(Source extract):
The headpiece is of similar
construction.
There are no Negritos in Borneo, although they exist in the Malay
Peninsula and the Philippines, and our explorers have failed to obtain
any specimens of the "tailed" people in whose existence many of the
Brunai people believe. The late Sultan of Brunai gravely assured me
that there was such a tribe, and that the individuals composing it were
in the habit of carrying about chairs with them, in the seat of each of
which there was a little hole, in which the lady or gentleman carefully
inserted her or his tail before settling down to a comfortable chat.
This belief in the existence of a tailed race appears to be widespread,
and in his "Pioneering in New Guinea" Mr. CHALMERS gives an amusing
account of a detailed description of such a tribe by a man who vowed _he
had lived with them_, and related how they were provided with long
sticks, with which to make holes in the ground before squatting down,
for the reception of their short stumpy tails! I think it is Mr. H. F.

(Dataset content):
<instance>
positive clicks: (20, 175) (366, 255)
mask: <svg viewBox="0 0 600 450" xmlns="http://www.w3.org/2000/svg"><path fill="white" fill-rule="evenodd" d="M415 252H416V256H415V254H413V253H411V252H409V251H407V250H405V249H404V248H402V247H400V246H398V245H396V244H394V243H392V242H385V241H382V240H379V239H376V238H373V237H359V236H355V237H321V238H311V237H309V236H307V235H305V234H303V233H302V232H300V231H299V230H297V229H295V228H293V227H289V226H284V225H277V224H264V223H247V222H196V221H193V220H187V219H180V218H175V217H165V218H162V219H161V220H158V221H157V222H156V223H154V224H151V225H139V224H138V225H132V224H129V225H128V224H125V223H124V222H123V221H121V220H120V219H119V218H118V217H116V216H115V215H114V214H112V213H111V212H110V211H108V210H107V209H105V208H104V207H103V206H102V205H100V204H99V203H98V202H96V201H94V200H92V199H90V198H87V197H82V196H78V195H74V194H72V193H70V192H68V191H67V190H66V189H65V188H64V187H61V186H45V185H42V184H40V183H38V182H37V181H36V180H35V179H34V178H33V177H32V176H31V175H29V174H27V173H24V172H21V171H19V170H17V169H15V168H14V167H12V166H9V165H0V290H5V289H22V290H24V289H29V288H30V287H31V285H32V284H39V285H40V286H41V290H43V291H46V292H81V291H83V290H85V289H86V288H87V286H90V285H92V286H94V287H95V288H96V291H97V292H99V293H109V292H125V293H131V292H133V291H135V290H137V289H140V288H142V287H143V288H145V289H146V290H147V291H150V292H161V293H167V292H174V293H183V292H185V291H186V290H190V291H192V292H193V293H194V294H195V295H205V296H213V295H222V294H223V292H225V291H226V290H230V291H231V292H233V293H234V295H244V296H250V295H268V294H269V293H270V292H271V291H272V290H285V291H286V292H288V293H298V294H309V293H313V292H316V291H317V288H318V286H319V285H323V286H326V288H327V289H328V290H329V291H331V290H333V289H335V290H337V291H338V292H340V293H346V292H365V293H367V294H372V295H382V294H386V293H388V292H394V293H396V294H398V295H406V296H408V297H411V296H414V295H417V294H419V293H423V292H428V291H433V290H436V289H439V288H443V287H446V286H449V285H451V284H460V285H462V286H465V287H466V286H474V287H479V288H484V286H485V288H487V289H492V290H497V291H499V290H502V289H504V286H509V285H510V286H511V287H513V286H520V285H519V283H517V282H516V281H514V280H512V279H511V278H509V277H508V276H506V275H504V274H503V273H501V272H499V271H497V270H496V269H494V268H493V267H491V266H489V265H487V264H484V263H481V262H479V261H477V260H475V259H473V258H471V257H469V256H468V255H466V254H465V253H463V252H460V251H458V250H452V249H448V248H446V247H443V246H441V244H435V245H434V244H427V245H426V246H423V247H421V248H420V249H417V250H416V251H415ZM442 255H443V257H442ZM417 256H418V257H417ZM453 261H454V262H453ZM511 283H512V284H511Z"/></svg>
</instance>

(Activities):
[1] Please revise the Borneo passage from "The headpiece is" to "a comfortable chat.", putting "stools" in place of "chairs".
[2] Write a continuation of the Borneo passage, picking up where it stops.
You won't need the material after the Borneo passage.

(Response list):
[1]
The headpiece is of similar
construction.
There are no Negritos in Borneo, although they exist in the Malay
Peninsula and the Philippines, and our explorers have failed to obtain
any specimens of the "tailed" people in whose existence many of the
Brunai people believe. The late Sultan of Brunai gravely assured me
that there was such a tribe, and that the individuals composing it were
in the habit of carrying about stools with them, in the seat of each of
which there was a little hole, in which the lady or gentleman carefully
inserted her or his tail before settling down to a comfortable chat.

[2]
ROMILLY who, in his interesting little work on the Western Pacific and
New Guinea, accounts for the prevalence of "yarns" of this class by
explaining that the natives regard Europeans as being vastly superior to
them in general knowledge and, when they find them asking such questions
as, for instance, whether there are tailed-people in the interior, jump
to the conclusion that the white men must have good grounds for
believing that they do exist, and then they gradually come to believe in
their existence themselves. There is, however, I think, some excuse for
the Brunai people's belief, for I have seen one tribe of Muruts who, in
addition to the usual small loin cloth, wear on their backs only a skin
of a long-tailed monkey, the tail of which hangs down behind in such a
manner as, when the men are a little distance off, to give one at first
glance the impression that it is part and parcel of the biped.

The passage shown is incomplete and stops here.